──────── Document

(WASHINGTON) — A panel of judges on the 11th U.S. Circuit Court of Appeals ruled Thursday to overturn the appointment of a special master tasked with reviewing thousands of documents seized by the FBI from former President Donald Trump’s Mar-a-Lago estate this summer.
The ruling by the three-judge panel, including two Trump appointees, goes into effect in seven days, absent intervention by the full circuit court or the Supreme Court.
“The law is clear,” the judges found. “We cannot write a rule that allows any subject of a search warrant to block government investigations after the execution of the warrant. Nor can we write a rule that allows only former presidents to do so.”
The order effectively eliminates what federal authorities had described as a major obstacle in their ongoing criminal investigation into whether Trump illegally retained highly classified records after leaving the presidency and obstructed efforts by the government to recover them. He denies wrongdoing.
The appellate judges had signaled in a hearing last week that they were likely to order an end to the special master’s review. They repeatedly expressed concern that the appointment of third-party judge Raymond Dearie by U.S. District Judge Aileen Cannon in Florida lacked any clear precedent.

────────────────
──────── Data records

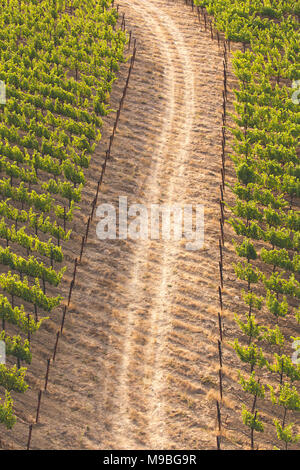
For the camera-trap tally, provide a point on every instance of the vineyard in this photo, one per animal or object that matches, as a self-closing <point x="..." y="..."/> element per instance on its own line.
<point x="142" y="344"/>
<point x="59" y="60"/>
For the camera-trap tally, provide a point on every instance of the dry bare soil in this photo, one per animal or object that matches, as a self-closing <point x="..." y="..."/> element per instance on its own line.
<point x="138" y="364"/>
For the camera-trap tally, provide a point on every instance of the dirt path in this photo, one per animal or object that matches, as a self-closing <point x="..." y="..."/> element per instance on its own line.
<point x="138" y="364"/>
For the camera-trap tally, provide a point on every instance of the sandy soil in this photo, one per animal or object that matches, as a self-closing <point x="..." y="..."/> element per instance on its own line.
<point x="137" y="366"/>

────────────────

* _Written tasks_
(a) According to the news report, how many judges on the appeals court panel were Trump appointees?
(b) Sum up the news report in two sentences.
(c) Translate this sentence from the news report into Spanish: "The ruling by the three-judge panel, including two Trump appointees, goes into effect in seven days, absent intervention by the full circuit court or the Supreme Court."

* _Responses in order_
(a) Two of the three judges were Trump appointees.

(b) A three-judge panel of the 11th U.S. Circuit Court of Appeals overturned the appointment of a special master who was reviewing documents the FBI seized from Donald Trump's Mar-a-Lago estate, and the ruling takes effect in seven days unless the full circuit court or the Supreme Court steps in. The order removes what federal authorities called a major obstacle in their criminal investigation into whether Trump illegally kept classified records and obstructed efforts to recover them, which he denies.

(c) El fallo del panel de tres jueces, que incluye a dos designados por Trump, entra en vigor en siete días, salvo que intervenga el tribunal de circuito en pleno o la Corte Suprema.